Records from a collection

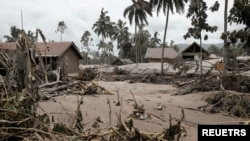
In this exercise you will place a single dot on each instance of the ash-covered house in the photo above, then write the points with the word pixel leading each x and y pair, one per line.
pixel 154 55
pixel 57 55
pixel 119 62
pixel 193 53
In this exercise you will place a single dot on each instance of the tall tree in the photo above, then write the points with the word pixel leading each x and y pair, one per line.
pixel 155 41
pixel 86 41
pixel 14 31
pixel 142 37
pixel 122 35
pixel 238 14
pixel 105 28
pixel 138 12
pixel 214 50
pixel 225 40
pixel 197 12
pixel 174 46
pixel 167 6
pixel 61 26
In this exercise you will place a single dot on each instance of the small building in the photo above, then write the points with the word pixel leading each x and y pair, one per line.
pixel 119 62
pixel 58 54
pixel 193 52
pixel 154 54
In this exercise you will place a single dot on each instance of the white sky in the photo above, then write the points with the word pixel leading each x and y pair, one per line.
pixel 80 15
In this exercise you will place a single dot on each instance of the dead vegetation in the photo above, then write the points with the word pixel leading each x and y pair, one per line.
pixel 27 82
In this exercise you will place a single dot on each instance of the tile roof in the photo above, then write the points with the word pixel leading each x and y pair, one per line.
pixel 155 53
pixel 193 44
pixel 55 48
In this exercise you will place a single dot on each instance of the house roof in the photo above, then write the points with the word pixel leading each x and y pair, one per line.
pixel 193 44
pixel 155 53
pixel 123 61
pixel 56 49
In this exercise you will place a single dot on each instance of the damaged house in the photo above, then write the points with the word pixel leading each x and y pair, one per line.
pixel 193 52
pixel 59 53
pixel 154 55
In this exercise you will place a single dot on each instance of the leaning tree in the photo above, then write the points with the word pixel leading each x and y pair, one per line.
pixel 138 12
pixel 167 6
pixel 197 12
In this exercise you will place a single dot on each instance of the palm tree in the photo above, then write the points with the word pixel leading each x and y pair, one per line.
pixel 14 31
pixel 105 28
pixel 167 5
pixel 85 39
pixel 121 34
pixel 142 37
pixel 225 40
pixel 137 12
pixel 155 41
pixel 61 27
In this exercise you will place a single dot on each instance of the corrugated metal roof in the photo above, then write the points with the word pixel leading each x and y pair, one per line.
pixel 155 53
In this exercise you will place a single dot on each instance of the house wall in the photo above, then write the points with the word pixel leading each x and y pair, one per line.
pixel 72 60
pixel 190 56
pixel 155 60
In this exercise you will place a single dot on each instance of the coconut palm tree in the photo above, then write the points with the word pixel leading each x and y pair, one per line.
pixel 14 31
pixel 105 28
pixel 122 34
pixel 167 6
pixel 138 12
pixel 155 41
pixel 142 37
pixel 225 40
pixel 85 40
pixel 61 27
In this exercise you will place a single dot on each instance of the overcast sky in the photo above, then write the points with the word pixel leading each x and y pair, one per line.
pixel 80 15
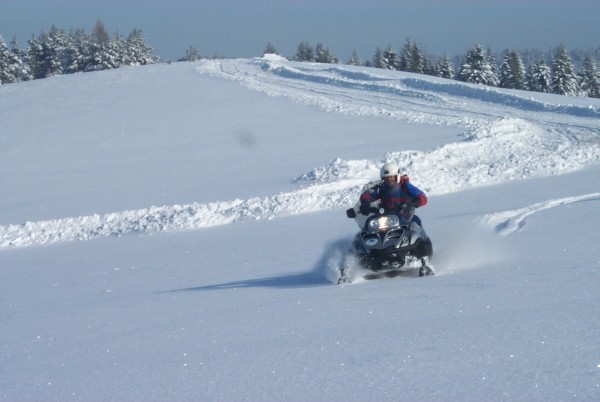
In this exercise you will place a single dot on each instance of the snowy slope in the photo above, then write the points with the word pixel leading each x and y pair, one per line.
pixel 213 193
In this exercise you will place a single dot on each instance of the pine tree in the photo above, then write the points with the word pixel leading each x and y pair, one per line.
pixel 405 60
pixel 324 55
pixel 12 66
pixel 491 59
pixel 99 34
pixel 444 68
pixel 305 52
pixel 270 49
pixel 354 60
pixel 417 63
pixel 78 53
pixel 539 77
pixel 512 71
pixel 390 59
pixel 564 80
pixel 136 49
pixel 477 68
pixel 46 53
pixel 589 77
pixel 192 54
pixel 378 59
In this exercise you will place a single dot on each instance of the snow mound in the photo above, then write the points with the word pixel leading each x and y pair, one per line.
pixel 502 150
pixel 509 222
pixel 398 95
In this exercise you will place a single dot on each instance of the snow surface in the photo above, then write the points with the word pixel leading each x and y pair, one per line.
pixel 212 195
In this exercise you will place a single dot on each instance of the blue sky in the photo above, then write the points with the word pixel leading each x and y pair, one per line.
pixel 242 28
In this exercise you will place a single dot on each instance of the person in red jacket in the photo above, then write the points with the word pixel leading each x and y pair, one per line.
pixel 394 191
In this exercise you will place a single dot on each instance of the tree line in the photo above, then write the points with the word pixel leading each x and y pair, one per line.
pixel 56 52
pixel 479 66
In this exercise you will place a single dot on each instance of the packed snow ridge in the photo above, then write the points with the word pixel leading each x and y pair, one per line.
pixel 539 139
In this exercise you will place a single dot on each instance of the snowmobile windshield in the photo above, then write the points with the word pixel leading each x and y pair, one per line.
pixel 406 213
pixel 383 222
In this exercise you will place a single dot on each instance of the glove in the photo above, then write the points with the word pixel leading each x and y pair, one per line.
pixel 365 209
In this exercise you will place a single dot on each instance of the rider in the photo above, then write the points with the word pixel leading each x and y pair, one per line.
pixel 393 192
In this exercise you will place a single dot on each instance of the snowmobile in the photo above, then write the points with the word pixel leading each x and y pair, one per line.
pixel 389 244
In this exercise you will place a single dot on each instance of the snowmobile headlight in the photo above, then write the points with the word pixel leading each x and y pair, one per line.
pixel 384 222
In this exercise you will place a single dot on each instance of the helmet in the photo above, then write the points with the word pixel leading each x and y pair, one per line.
pixel 388 170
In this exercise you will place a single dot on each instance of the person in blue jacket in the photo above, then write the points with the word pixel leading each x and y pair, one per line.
pixel 394 190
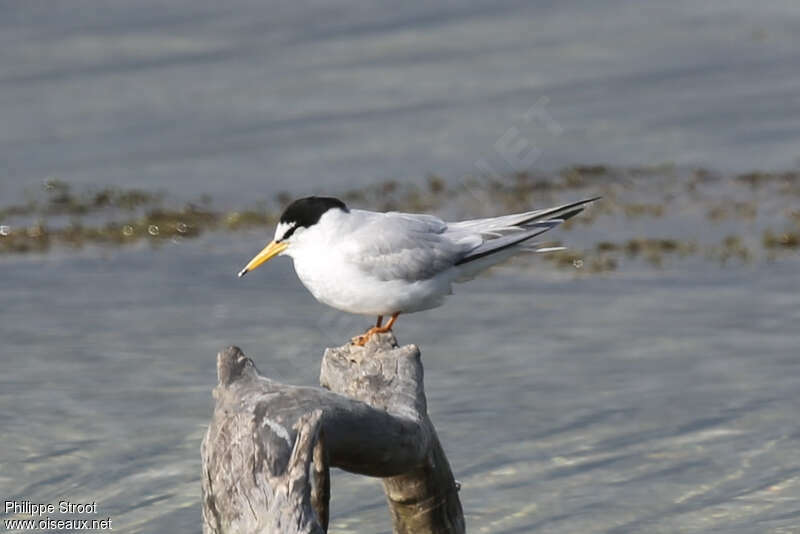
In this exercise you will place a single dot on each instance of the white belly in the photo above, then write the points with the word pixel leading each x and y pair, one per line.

EXERCISE BRIEF: Please quote the records above exactly, beginning at the line that contains "the snowmobile in" and ending at their last line. Leave the pictures out.

SOLUTION TO THE PROBLEM:
In this exercise you will place a single dot on each instance of the snowmobile in the photo above, then write the points with the word pixel leading each x and y pair, one per line.
pixel 389 244
In this exercise you will place a single dot on each instance of the snowmobile headlight in the photo above, then write the points with the word pixel leading each x and y pair, one per line.
pixel 384 222
In this exercise you will place a single dot on each instance of the helmet in the photo above, then write the points with the word pixel leading each x and y pair, one per line.
pixel 388 170
In this exercise you will place a single dot on each instance of the person in blue jacket in the photo above, then write the points with the word pixel leading each x and y pair, one per line.
pixel 394 190
In this exercise you will place a single dot on each instance of the white belly in the photo above, then write the points with the word pixel leading each x and y pair, one per line.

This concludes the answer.